▶ **Directions for this task**: Each entry needs to be reproduced exactly, with none left out.

▶ **Extracted material**:
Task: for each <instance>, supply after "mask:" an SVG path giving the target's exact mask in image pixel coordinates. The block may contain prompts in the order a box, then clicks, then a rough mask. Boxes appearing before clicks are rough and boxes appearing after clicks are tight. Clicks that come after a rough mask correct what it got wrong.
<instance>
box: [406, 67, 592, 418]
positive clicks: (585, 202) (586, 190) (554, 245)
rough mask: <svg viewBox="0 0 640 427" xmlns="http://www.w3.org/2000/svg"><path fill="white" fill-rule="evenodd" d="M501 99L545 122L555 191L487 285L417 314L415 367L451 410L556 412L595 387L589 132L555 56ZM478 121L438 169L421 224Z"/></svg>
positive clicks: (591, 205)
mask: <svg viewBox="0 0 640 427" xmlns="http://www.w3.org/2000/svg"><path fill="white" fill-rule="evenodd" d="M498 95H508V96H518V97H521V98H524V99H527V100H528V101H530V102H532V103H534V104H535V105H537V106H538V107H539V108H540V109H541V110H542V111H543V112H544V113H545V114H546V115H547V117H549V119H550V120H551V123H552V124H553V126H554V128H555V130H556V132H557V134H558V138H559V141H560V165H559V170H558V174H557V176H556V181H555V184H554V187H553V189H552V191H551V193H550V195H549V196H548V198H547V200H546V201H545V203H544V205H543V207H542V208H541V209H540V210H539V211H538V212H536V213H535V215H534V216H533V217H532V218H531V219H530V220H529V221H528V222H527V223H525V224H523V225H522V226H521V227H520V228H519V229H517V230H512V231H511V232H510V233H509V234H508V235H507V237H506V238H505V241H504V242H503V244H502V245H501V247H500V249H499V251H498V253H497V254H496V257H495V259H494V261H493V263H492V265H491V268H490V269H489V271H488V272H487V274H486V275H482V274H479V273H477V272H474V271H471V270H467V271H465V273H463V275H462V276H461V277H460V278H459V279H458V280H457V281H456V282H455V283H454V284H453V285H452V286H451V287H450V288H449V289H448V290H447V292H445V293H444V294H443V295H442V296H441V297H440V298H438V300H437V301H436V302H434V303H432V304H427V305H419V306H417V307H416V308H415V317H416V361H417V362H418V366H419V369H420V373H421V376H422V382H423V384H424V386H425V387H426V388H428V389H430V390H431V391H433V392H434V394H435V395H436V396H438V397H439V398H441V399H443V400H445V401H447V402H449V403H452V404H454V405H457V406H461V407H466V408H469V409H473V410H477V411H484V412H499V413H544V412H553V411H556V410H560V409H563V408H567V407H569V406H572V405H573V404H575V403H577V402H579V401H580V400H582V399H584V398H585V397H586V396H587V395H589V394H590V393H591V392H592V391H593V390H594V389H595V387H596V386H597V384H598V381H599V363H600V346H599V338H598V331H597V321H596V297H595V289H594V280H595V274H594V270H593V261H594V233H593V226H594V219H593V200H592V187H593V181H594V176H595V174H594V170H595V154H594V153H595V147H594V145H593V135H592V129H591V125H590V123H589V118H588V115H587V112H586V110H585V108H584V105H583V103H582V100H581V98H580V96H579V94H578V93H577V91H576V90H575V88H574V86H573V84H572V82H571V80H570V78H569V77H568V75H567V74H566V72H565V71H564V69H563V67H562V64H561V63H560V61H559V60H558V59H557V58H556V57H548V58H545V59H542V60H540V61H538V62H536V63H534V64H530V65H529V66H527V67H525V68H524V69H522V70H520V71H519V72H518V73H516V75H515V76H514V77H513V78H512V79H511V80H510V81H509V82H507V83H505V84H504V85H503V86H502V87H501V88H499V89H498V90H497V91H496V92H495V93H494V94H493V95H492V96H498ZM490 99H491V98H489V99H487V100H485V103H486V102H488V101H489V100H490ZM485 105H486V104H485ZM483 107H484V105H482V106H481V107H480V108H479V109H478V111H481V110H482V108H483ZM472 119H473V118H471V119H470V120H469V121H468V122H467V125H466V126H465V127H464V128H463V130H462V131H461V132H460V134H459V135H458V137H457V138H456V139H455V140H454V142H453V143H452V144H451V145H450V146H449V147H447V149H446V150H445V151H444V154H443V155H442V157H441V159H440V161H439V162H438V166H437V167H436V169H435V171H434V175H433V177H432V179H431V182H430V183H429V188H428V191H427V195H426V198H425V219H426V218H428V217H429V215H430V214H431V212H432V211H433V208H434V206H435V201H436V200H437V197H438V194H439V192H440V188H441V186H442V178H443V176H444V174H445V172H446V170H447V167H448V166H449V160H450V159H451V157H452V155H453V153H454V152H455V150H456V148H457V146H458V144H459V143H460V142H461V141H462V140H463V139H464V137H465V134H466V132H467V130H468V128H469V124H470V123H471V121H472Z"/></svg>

▶ **Solution for this exercise**:
Task: for each <instance>, supply after "mask:" an SVG path giving the target's exact mask in image pixel coordinates. The block may contain prompts in the order a box, then clicks, then a rough mask. Boxes appearing before clicks are rough and boxes appearing after clicks are tight. Clicks that come after a rough mask correct what it got wrong.
<instance>
box: [406, 67, 592, 418]
positive clicks: (585, 202) (586, 190) (554, 245)
rough mask: <svg viewBox="0 0 640 427" xmlns="http://www.w3.org/2000/svg"><path fill="white" fill-rule="evenodd" d="M501 99L545 122L555 191L487 285L417 314L415 367L451 410L556 412L595 387L589 132L555 56ZM478 121L438 169L421 224Z"/></svg>
positive clicks: (591, 205)
mask: <svg viewBox="0 0 640 427" xmlns="http://www.w3.org/2000/svg"><path fill="white" fill-rule="evenodd" d="M498 95H508V96H518V97H521V98H524V99H527V100H528V101H530V102H532V103H534V104H535V105H537V106H538V107H539V108H540V109H541V110H542V111H543V112H544V113H545V114H546V115H547V117H549V119H550V120H551V123H552V124H553V126H554V128H555V130H556V132H557V134H558V138H559V141H560V165H559V170H558V174H557V176H556V181H555V184H554V187H553V189H552V191H551V193H550V195H549V196H548V198H547V200H546V201H545V203H544V205H543V207H542V208H541V209H540V210H539V211H538V212H536V213H535V215H534V216H533V217H532V218H531V219H530V220H529V221H528V222H527V223H525V224H523V225H522V226H521V227H520V228H519V229H517V230H512V231H511V232H510V233H509V234H508V235H507V237H506V238H505V241H504V242H503V244H502V245H501V247H500V249H499V251H498V253H497V254H496V257H495V259H494V261H493V263H492V265H491V268H490V269H489V271H488V272H487V274H486V275H482V274H479V273H477V272H474V271H471V270H467V271H465V273H463V275H462V276H461V277H460V278H459V279H458V280H457V281H456V282H455V283H454V284H453V285H452V286H451V287H450V288H449V289H448V290H447V292H445V293H444V294H443V295H442V296H441V297H440V298H438V300H437V301H436V302H434V303H432V304H427V305H419V306H417V307H416V308H415V317H416V361H417V362H418V366H419V369H420V373H421V376H422V382H423V384H424V386H425V387H426V388H428V389H430V390H431V391H433V392H434V394H435V395H436V396H438V397H439V398H441V399H443V400H445V401H447V402H449V403H452V404H454V405H457V406H461V407H466V408H469V409H473V410H477V411H484V412H499V413H544V412H553V411H556V410H560V409H563V408H567V407H569V406H572V405H573V404H575V403H577V402H579V401H580V400H582V399H584V398H585V397H586V396H587V395H589V394H590V393H591V392H592V391H593V390H594V389H595V387H596V386H597V384H598V381H599V363H600V346H599V338H598V331H597V321H596V297H595V289H594V280H595V274H594V270H593V261H594V233H593V226H594V219H593V200H592V187H593V181H594V176H595V174H594V170H595V154H594V153H595V147H594V145H593V135H592V129H591V125H590V123H589V118H588V115H587V112H586V110H585V108H584V105H583V103H582V100H581V98H580V96H579V94H578V93H577V91H576V90H575V88H574V86H573V84H572V82H571V80H570V78H569V77H568V75H567V74H566V72H565V71H564V69H563V67H562V64H561V63H560V61H559V60H558V59H557V58H556V57H548V58H545V59H542V60H540V61H538V62H536V63H534V64H530V65H529V66H527V67H525V68H524V69H522V70H520V71H519V72H518V73H516V75H515V76H514V77H513V78H512V79H511V80H510V81H509V82H507V83H505V84H504V85H503V86H502V87H501V88H499V89H498V90H497V91H496V92H495V93H494V94H493V95H492V96H498ZM490 99H491V98H489V99H487V100H485V103H486V102H488V101H489V100H490ZM485 105H486V104H485ZM483 107H484V105H482V106H481V107H480V108H479V109H478V111H481V110H482V108H483ZM472 119H473V118H471V119H470V120H469V121H468V122H467V125H466V126H465V127H464V128H463V130H462V131H461V132H460V134H459V135H458V137H457V138H456V139H455V140H454V142H453V143H452V144H451V145H450V146H449V147H447V149H446V150H445V151H444V154H443V155H442V157H441V159H440V161H439V162H438V166H437V167H436V169H435V171H434V175H433V177H432V179H431V182H430V183H429V188H428V191H427V195H426V198H425V219H426V218H428V217H429V215H430V214H431V212H432V211H433V208H434V206H435V201H436V200H437V197H438V194H439V192H440V188H441V186H442V178H443V176H444V174H445V172H446V170H447V167H448V166H449V160H450V159H451V157H452V155H453V153H454V152H455V150H456V148H457V146H458V144H459V143H460V142H461V141H462V140H463V139H464V137H465V134H466V132H467V130H468V128H469V124H470V123H471V121H472Z"/></svg>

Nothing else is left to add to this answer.